### [SHORT PROBLEM]
Please duplicate all of the data below word for word, leaving the pictures out of your copy.

Items from a labeling collection:

• • •

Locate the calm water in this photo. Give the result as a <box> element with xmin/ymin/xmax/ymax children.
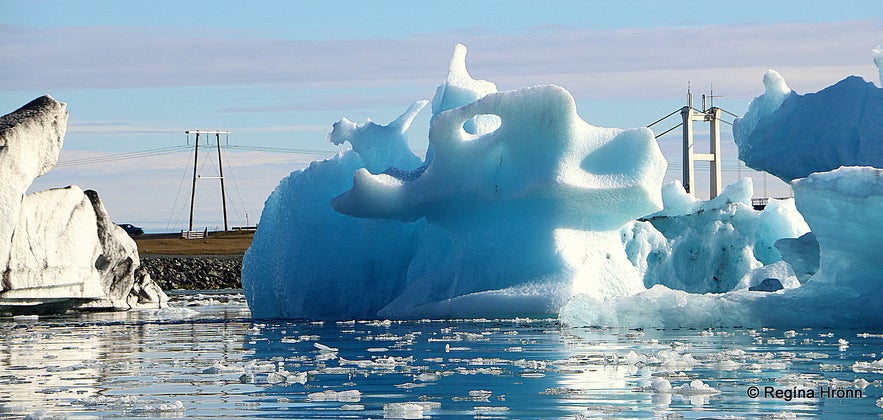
<box><xmin>0</xmin><ymin>292</ymin><xmax>883</xmax><ymax>419</ymax></box>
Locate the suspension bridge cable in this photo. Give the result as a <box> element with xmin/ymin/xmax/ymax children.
<box><xmin>647</xmin><ymin>109</ymin><xmax>681</xmax><ymax>128</ymax></box>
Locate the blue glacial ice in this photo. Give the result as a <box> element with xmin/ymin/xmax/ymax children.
<box><xmin>242</xmin><ymin>46</ymin><xmax>883</xmax><ymax>327</ymax></box>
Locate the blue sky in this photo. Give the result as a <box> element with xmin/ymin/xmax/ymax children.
<box><xmin>0</xmin><ymin>0</ymin><xmax>883</xmax><ymax>231</ymax></box>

• • •

### [THE COMPLETED TASK]
Locate the calm water in this photo. Give the result as a <box> element with xmin/ymin/xmax/ymax children.
<box><xmin>0</xmin><ymin>292</ymin><xmax>883</xmax><ymax>419</ymax></box>
Locate the suspension bridge cable in this photo. Give the result as a <box> element with xmin/ymin/xmax/ymax children.
<box><xmin>647</xmin><ymin>109</ymin><xmax>681</xmax><ymax>128</ymax></box>
Locate the blue glacial ice in this photo. Give the result as a <box> element with xmin/ymin/xmax/ymax children.
<box><xmin>242</xmin><ymin>46</ymin><xmax>883</xmax><ymax>327</ymax></box>
Locate the blue sky in this photo. Give the result as a <box> element with xmin/ymin/xmax/ymax children.
<box><xmin>0</xmin><ymin>0</ymin><xmax>883</xmax><ymax>231</ymax></box>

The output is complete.